** Given records **

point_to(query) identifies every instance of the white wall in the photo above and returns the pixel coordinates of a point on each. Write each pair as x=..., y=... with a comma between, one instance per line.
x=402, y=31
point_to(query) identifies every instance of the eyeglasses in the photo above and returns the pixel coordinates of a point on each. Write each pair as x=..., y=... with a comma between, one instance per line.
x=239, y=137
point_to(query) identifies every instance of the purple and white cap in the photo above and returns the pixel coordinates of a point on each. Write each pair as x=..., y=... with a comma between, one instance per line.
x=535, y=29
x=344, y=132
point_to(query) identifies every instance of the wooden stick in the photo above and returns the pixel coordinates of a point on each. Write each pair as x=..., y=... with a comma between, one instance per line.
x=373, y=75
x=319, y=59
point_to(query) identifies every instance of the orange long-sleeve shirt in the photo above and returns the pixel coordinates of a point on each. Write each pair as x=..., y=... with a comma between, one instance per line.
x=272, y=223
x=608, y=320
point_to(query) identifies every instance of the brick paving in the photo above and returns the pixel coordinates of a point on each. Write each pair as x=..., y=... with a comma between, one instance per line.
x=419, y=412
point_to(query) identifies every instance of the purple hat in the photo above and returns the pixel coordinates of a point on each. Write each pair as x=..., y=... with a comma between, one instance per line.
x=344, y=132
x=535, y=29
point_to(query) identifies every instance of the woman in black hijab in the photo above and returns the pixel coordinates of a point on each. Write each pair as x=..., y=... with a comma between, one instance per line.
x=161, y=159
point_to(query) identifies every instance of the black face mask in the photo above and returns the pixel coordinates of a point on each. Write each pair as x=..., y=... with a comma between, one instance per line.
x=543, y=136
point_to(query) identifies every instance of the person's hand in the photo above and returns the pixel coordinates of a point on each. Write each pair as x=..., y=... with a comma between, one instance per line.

** Problem details **
Return all of the material above unchanged, keeping every line in its original order and wording.

** Expected answer **
point_to(query) identifies every instance of the white wall in the photo above and returns the pixel coordinates of a point on each. Write each pair as x=..., y=... with a comma between, one instance per line.
x=402, y=31
point_to(query) identifies every instance of the eyeglasses in the photo above and returns the pixel coordinates of a point on each. Write each pair as x=..., y=... with a comma between, one instance per line.
x=239, y=137
point_to(query) identifies every instance of the purple and white cap in the photo above and returns the pixel coordinates of a point on each. Write each pair as x=..., y=... with a comma between, one instance per line.
x=535, y=29
x=344, y=132
point_to(query) identifies every instance of the wooden stick in the photo above and returns the pixel coordinates of a point on each. Write each pair as x=..., y=... with a comma between, one instance per line.
x=373, y=75
x=319, y=59
point_to(query) identifies every instance of the orange long-sleeve shirt in the photo above and returns the pixel coordinates of a point on each. Write each pair as x=..., y=... with a comma between, one instance per line.
x=272, y=223
x=608, y=320
point_to(query) identifies every instance of the brick paving in the photo above and returns the pixel coordinates of a point on each. Write each pair as x=..., y=... with a comma between, one instance per line.
x=419, y=412
point_to(query) identifies every instance of the purple hat in the photo above and returns the pixel coordinates of a point on each. Write each pair as x=..., y=... with a comma between, one instance per line.
x=344, y=132
x=535, y=29
point_to(query) identifies every instance of the woman in black hijab in the photo above and returns the pixel coordinates of a point on each. Write each pair as x=..., y=... with a comma between, one instance per line.
x=161, y=159
point_to(query) identifies every instance of the black face mask in the photo above and returns the pixel coordinates of a point on each. Write each pair as x=..., y=... with a comma between, one instance per line.
x=543, y=136
point_to(query) identifies every instance of the person's hand in the photo above and returns the pixel coordinates of a point on each. Write each pair as x=..., y=... with a comma between, one instance per line.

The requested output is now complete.